● Verken het materiaal:
[a] Herhaal uit de tekst over de uitspraak van het hof letterlijk het gedeelte van "In deze zaak" tot "ruit te vernielen.".
[b] Herschrijf in de tekst over de uitspraak van het hof de alinea die begint met "De rechtbank had de verdachte eerder" als beknopte opsomming met behoud van de belangrijkste feiten.
[c] Zet de tekst over de uitspraak van het hof voort na de laatste zin.

In deze zaak heeft het gerechtshof Amsterdam op 15 juni 2018 uitspraak gedaan in hoger beroep tegen een vonnis van de politierechter in de rechtbank Amsterdam, dat op 8 december 2017 was gewezen. De verdachte, geboren in 1994, was beschuldigd van diefstal door middel van braak, waarbij hij op 29 november 2017 in Amsterdam een TomTom navigatiesysteem en een oplader had weggenomen uit een auto. Het hof heeft het vonnis van de politierechter vernietigd en de verdachte schuldig bevonden aan de ten laste gelegde diefstal. De verdachte had zich toegang verschaft tot de auto door de ruit te vernielen.
De rechtbank had de verdachte eerder veroordeeld tot een gevangenisstraf van zes weken, waarvan vier weken voorwaardelijk. In hoger beroep vorderde de advocaat-generaal een gevangenisstraf van drie maanden, waarvan één maand voorwaardelijk. Het hof heeft echter geoordeeld dat een onvoorwaardelijke gevangenisstraf van twee maanden passend is, gezien de ernst van het feit en de recidive van de verdachte. Het hof heeft daarbij ook rekening gehouden met eerdere veroordelingen van de verdachte voor vermogensdelicten en zijn negatieve houding ten opzichte van reclassering.

● Gegeven materiaal:

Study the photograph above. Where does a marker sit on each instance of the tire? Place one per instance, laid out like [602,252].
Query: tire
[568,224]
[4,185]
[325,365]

● Reeks antwoorden:
[a]
In deze zaak heeft het gerechtshof Amsterdam op 15 juni 2018 uitspraak gedaan in hoger beroep tegen een vonnis van de politierechter in de rechtbank Amsterdam, dat op 8 december 2017 was gewezen. De verdachte, geboren in 1994, was beschuldigd van diefstal door middel van braak, waarbij hij op 29 november 2017 in Amsterdam een TomTom navigatiesysteem en een oplader had weggenomen uit een auto. Het hof heeft het vonnis van de politierechter vernietigd en de verdachte schuldig bevonden aan de ten laste gelegde diefstal. De verdachte had zich toegang verschaft tot de auto door de ruit te vernielen.

[b]
- De rechtbank veroordeelde de verdachte tot zes weken gevangenisstraf, waarvan vier weken voorwaardelijk.
- In hoger beroep vorderde de advocaat-generaal drie maanden gevangenisstraf, waarvan één maand voorwaardelijk.
- Het hof legde een onvoorwaardelijke gevangenisstraf van twee maanden op, gezien de ernst van het feit en de recidive.
- Het hof hield ook rekening met eerdere veroordelingen voor vermogensdelicten en de negatieve houding van de verdachte tegenover reclassering.

[c]
Het hof heeft de tenuitvoerlegging gelast van eerder opgelegde voorwaardelijke straffen, omdat de verdachte zich voor het einde van de proeftijd aan een nieuw strafbaar feit heeft schuldig gemaakt. De beslissing van het hof is gebaseerd op artikel 311 van het Wetboek van Strafrecht, en de verdachte is veroordeeld tot een gevangenisstraf van twee maanden, met inachtneming van de tijd die hij in voorarrest heeft doorgebracht.